**Request 1:** Can you write out, word for word, all the records that come after the text about Morton Allport, leaving out the picture?

Taught painting and drawing by his mother and John Skinner Prout , Morton Allport exhibited two watercolours and a substantial oil painting ( View on Hall’s New Road to Huon, Tasmania, Fern Tree Gully , p.c.) in the 1858 Hobart Town Art-Treasures Exhibition. But Morton Allport did not develop these talents, turning instead to photography soon after returning from a trip to Europe in 1855. He acquired Charles Abbott 's camera in 1859, and Chris Long has suggested that his photography dates only from this purchase – and from a move to Holbrook Place that year, where he lived and worked until 1873. Albums containing Morton Allport’s half-plate and stereoscopic prints are in the Allport Library, the Tasmanian Museum and Art Gallery and the Archives Office of Tasmania (stereo lantern views of Hobart Town, 1861). He is also represented in Alfred Abbott 's album in the Crowther Library. The Allport Collection contains numerous photographs incorporating members of his family, his parents in particular often being posed in outdoor views.

**Given records:**
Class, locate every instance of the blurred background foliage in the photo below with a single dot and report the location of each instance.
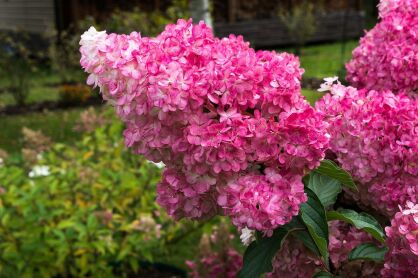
(73, 201)
(85, 210)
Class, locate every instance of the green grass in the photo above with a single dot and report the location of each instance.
(57, 125)
(43, 87)
(324, 60)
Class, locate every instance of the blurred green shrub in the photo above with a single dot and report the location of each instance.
(63, 50)
(300, 22)
(74, 93)
(17, 63)
(83, 211)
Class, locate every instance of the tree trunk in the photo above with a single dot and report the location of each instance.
(199, 10)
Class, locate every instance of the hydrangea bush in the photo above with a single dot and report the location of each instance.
(229, 123)
(386, 58)
(238, 139)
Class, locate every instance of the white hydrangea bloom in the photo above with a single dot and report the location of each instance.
(329, 81)
(39, 171)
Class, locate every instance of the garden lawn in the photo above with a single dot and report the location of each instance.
(324, 60)
(44, 87)
(58, 125)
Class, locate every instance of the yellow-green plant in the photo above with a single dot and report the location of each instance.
(83, 211)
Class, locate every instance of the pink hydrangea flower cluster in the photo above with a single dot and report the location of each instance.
(229, 123)
(296, 261)
(402, 258)
(375, 138)
(387, 57)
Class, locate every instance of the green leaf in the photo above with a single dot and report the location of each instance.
(368, 251)
(362, 221)
(258, 256)
(325, 187)
(330, 169)
(300, 232)
(314, 217)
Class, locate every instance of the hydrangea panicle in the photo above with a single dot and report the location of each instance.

**Request 2:** Which libraries, museums, or archives does the Morton Allport text name as holding his photographs?

**Full solution 1:**
Class, locate every instance of the blurred background foliage in the photo below with a single dot and report the location of each instance.
(73, 201)
(85, 210)
Class, locate every instance of the green grass in the photo above with a single dot and report the location of each instance.
(57, 125)
(43, 87)
(324, 60)
Class, locate every instance of the blurred green shrub in the photo above with a single dot and report the location of each instance.
(63, 50)
(300, 22)
(74, 93)
(17, 63)
(83, 211)
Class, locate every instance of the tree trunk in the photo above with a single dot and report the location of each instance.
(199, 10)
Class, locate every instance of the hydrangea bush in the photo above with a single dot and report the location of each instance.
(229, 123)
(386, 58)
(238, 139)
Class, locate every instance of the white hydrangea bloom in the photo above with a single dot and report the location of each instance.
(329, 81)
(39, 171)
Class, locate every instance of the garden lawn in the photo above with a single dot and report the location of each instance.
(324, 60)
(44, 87)
(58, 125)
Class, locate every instance of the yellow-green plant in the photo above with a single dot and report the location of each instance.
(83, 211)
Class, locate every instance of the pink hydrangea flower cluster in the photo above with a single dot and report the location of each instance.
(229, 123)
(296, 261)
(402, 258)
(375, 138)
(387, 57)
Class, locate every instance of the green leaf in the photo above with a single dot and report the location of each instance.
(368, 251)
(362, 221)
(258, 256)
(325, 187)
(330, 169)
(300, 232)
(314, 217)
Class, locate every instance of the hydrangea panicle in the photo above with a single dot and report the location of each instance.

**Full solution 2:**
- Allport Library
- Tasmanian Museum and Art Gallery
- Archives Office of Tasmania
- Crowther Library